### EXTRAIT DU TEXTE
····················
Archive for septembre 2011

La discothèque idéale # 6

19 septembre 2011

Harmonium, éponyme (1974)

S’il fallait ne garder qu’un seul disque d’Harmonium, je choisirais L’Heptade, car il s’agit de leur chef-d’oeuvre, le plus travaillé, le plus durable. Un album à placer à côté du « Jaune » de Ferland, section audace, grandeur, démesure. Mais L’Heptade n’est pas, selon moi, un «pur » album de chanson, au sens où la musique est tout aussi importante (voire plus) que les paroles et la mélodie. C’est une oeuvre musicale, incluant des passages chantés. Dans la même catégorie, je classerais «Histoire de Melody Nelson » de Serge Gainsbourg, « L’imprudence » d’Alain Bashung ou les opus avec orchestres symphoniques de Léo Ferré. Ce n’est pas de la chanson, c’est autre chose, une classe à part. Ni pire, ni mieux. Comme la nouvelle par rapport au roman. Nulle hiérarchie.

Mais lorsqu’on parle de chanson idéale, dans mon esprit, c’est l’alliance parfaite et équitable entre mélodie/paroles/arrangements. Et de préférence, en chanson populaire, avec des extraits que l’on peut se chanter soi-même, sous la douche ou dans un ravin.

Alors dans ce cas-ci, un des meilleurs disques de chanson québécoise, c’est le premier album éponyme d’Harmonium. Une ribambelle d’oeuvres parfaites pour les feux de camp (Pour un instant; Un musicien parmi tant d’autres; De la chambre au salon) et du lyrisme bouleversant (Vieilles courroies).
····················
### CONSIGNE 1
Reformulez sous forme de liste le paragraphe de l'extrait qui commence par « Mais lorsqu'on parle de chanson idéale », en conservant ses faits principaux.
### CONSIGNE 2
Mettez en forme, en CSV à deux colonnes nommées « consigne » et « reponse », les entrées allant de la ligne qui contient « Locate the dog » jusqu'à la fin des entrées, bornes comprises. Chaque demande occupe une ligne, et chaque champ est placé entre guillemets, avec les sauts de ligne remplacés par des espaces.
L'extrait et les entrées n'ont aucun lien entre eux.

[Entrées de pointage d'objets nommés]
····················
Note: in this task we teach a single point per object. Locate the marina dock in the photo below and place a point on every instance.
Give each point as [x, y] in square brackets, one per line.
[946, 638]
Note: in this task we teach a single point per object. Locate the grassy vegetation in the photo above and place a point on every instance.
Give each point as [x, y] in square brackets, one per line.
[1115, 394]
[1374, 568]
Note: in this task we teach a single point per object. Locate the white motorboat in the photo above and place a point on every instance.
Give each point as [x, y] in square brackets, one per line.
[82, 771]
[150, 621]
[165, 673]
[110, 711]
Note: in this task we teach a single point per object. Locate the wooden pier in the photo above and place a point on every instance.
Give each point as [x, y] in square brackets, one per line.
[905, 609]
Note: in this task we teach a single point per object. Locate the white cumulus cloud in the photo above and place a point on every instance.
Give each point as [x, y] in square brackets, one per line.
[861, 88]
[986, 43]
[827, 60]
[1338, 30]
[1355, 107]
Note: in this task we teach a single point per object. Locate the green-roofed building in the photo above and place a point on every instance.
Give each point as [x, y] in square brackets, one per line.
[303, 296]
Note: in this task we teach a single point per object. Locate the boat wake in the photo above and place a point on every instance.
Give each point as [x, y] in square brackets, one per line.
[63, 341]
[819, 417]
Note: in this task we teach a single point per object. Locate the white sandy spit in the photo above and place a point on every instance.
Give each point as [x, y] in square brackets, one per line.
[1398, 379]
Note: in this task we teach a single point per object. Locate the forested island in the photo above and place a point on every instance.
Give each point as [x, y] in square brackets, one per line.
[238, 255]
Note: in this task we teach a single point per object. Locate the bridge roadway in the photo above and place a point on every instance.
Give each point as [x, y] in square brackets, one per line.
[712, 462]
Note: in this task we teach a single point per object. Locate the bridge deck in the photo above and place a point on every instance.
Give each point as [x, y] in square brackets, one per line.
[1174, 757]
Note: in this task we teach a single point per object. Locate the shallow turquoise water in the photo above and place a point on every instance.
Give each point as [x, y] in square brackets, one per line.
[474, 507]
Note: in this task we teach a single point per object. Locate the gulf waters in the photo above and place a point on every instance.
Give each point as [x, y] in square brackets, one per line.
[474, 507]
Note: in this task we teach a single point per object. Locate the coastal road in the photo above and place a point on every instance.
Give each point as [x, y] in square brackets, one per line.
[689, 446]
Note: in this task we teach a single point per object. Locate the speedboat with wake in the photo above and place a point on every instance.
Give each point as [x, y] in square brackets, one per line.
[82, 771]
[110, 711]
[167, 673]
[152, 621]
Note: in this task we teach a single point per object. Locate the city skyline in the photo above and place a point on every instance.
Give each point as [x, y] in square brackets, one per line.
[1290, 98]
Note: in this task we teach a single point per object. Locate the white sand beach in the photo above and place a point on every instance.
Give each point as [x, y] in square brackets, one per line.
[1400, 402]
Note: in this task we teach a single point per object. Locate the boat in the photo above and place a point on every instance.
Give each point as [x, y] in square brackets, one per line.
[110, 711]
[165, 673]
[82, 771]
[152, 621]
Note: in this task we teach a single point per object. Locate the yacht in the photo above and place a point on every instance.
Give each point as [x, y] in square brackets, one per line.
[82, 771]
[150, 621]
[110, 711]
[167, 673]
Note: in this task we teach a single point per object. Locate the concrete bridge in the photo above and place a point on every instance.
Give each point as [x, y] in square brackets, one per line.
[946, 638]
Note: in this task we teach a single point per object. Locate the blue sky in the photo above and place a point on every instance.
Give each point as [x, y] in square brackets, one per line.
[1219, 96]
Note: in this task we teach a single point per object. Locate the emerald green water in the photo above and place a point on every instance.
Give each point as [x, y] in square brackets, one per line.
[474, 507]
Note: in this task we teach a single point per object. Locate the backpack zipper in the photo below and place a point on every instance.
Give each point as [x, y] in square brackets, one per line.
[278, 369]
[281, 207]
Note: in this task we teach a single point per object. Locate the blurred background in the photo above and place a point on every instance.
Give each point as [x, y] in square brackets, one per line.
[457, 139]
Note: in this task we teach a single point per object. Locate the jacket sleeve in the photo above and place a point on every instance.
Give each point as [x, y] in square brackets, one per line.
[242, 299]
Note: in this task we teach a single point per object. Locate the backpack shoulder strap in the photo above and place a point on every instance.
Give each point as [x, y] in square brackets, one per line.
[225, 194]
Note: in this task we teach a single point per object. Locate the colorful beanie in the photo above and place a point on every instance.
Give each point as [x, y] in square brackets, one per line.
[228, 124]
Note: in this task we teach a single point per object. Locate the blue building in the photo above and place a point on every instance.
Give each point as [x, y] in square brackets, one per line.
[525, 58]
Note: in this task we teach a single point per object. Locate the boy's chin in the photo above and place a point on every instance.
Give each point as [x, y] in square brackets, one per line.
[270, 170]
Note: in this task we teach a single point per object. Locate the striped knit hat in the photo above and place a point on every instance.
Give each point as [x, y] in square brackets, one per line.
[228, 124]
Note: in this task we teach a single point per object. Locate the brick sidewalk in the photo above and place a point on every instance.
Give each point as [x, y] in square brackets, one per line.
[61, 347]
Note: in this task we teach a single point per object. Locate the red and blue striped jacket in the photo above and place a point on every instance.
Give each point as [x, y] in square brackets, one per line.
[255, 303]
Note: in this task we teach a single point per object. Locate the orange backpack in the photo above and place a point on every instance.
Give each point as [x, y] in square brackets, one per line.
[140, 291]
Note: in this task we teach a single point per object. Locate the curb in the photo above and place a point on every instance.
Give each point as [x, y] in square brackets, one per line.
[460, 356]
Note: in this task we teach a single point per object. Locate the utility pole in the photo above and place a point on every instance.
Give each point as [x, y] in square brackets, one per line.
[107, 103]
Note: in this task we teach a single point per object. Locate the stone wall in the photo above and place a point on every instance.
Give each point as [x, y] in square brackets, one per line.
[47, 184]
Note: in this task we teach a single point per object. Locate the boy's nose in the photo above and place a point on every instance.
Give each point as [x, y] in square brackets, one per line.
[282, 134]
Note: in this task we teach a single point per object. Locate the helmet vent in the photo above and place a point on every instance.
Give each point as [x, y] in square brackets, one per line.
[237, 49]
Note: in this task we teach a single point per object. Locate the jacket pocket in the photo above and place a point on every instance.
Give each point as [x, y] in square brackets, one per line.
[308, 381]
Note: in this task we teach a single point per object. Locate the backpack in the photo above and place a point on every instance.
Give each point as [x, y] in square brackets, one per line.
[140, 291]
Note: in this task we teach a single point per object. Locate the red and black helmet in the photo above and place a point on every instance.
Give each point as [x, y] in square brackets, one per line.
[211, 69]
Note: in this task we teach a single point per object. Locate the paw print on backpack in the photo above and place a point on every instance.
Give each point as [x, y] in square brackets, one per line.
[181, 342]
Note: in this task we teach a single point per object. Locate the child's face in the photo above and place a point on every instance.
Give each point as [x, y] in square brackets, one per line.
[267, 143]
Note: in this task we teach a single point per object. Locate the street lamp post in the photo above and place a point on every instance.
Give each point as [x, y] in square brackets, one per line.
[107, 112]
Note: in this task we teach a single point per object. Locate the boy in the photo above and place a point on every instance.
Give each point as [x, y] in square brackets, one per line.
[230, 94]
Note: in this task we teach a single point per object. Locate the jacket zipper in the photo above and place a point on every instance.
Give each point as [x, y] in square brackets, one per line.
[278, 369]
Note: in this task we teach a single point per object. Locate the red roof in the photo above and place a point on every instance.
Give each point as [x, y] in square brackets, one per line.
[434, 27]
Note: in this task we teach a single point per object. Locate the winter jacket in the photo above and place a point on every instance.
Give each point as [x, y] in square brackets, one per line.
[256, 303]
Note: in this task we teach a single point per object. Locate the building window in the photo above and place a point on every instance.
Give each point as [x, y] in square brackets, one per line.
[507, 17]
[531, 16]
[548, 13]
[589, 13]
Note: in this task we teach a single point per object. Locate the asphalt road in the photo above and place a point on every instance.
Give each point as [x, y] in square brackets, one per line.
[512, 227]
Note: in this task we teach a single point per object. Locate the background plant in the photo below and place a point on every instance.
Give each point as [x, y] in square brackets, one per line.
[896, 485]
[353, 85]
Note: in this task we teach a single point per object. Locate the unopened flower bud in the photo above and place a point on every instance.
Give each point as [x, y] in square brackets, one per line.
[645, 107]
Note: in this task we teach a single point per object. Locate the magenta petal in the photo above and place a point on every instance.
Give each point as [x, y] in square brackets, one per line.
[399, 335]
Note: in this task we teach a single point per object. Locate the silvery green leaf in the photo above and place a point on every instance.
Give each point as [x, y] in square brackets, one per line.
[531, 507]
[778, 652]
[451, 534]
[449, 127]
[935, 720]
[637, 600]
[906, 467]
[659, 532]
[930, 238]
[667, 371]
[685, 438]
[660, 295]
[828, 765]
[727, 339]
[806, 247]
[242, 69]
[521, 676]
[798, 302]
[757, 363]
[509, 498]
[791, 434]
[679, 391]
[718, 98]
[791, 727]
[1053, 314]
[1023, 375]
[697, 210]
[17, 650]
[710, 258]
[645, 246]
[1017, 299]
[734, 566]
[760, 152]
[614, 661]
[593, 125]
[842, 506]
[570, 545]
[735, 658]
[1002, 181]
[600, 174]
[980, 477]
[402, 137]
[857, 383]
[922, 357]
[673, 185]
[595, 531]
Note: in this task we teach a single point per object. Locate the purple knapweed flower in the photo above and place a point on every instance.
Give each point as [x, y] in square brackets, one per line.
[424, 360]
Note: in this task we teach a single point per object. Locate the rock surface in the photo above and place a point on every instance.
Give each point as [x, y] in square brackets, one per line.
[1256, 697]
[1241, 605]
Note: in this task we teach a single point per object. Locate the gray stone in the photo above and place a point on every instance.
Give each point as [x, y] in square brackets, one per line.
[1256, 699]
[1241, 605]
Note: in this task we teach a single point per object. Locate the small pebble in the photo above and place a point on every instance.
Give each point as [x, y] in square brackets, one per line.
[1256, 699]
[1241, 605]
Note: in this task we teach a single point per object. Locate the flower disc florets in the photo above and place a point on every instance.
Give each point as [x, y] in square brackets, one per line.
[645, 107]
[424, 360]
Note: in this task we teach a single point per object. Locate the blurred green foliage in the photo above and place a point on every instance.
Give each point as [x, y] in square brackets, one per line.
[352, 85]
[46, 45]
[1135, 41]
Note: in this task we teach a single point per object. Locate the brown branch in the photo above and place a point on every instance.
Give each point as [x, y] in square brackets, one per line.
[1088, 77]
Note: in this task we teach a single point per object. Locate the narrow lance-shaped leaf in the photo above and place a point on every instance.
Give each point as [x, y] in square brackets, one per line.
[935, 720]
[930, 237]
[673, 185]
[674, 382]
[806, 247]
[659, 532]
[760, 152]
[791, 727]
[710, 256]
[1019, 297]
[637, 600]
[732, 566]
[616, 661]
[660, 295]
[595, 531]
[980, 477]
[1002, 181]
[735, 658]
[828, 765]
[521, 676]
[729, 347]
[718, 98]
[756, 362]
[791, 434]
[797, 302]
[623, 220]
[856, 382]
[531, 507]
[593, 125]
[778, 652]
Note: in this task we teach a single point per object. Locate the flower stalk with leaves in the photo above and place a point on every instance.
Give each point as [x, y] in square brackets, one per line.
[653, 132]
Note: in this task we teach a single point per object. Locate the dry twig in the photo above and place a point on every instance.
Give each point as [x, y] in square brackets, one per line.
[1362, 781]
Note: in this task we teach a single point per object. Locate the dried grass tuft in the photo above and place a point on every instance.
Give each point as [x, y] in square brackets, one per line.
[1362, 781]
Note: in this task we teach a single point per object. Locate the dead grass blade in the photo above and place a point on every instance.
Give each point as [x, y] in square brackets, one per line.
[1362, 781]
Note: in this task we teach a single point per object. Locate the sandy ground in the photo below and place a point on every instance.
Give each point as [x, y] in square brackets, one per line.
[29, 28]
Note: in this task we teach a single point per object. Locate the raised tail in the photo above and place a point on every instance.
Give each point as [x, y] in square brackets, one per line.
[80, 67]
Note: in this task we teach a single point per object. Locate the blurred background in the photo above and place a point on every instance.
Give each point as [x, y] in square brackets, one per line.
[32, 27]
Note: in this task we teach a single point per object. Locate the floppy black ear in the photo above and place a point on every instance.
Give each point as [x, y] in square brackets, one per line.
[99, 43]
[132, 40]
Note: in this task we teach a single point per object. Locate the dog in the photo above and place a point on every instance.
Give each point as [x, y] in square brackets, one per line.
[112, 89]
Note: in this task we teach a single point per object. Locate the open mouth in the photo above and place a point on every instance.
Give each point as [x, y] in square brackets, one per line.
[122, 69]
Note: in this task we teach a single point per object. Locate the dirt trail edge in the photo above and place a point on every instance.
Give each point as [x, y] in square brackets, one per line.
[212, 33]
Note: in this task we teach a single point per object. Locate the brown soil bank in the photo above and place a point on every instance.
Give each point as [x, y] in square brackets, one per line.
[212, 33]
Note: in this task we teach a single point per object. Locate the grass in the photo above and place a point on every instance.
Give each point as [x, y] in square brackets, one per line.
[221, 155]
····················
### RÉPONSE RÉDIGÉE 1
- La chanson idéale : une alliance parfaite et équitable entre mélodie, paroles et arrangements.
- De préférence en chanson populaire.
- Avec des extraits que l'on peut chanter soi-même, sous la douche ou dans un ravin.

### RÉPONSE RÉDIGÉE 2
consigne,reponse
"Note: in this task we teach a single point per object. Locate the dog in the photo above and place a point on every instance. Give each point as [x, y] in square brackets, one per line.","[112, 89]"
"Note: in this task we teach a single point per object. Locate the open mouth in the photo above and place a point on every instance. Give each point as [x, y] in square brackets, one per line.","[122, 69]"
"Note: in this task we teach a single point per object. Locate the dirt trail edge in the photo above and place a point on every instance. Give each point as [x, y] in square brackets, one per line.","[212, 33]"
"Note: in this task we teach a single point per object. Locate the brown soil bank in the photo above and place a point on every instance. Give each point as [x, y] in square brackets, one per line.","[212, 33]"
"Note: in this task we teach a single point per object. Locate the grass in the photo above and place a point on every instance. Give each point as [x, y] in square brackets, one per line.","[221, 155]"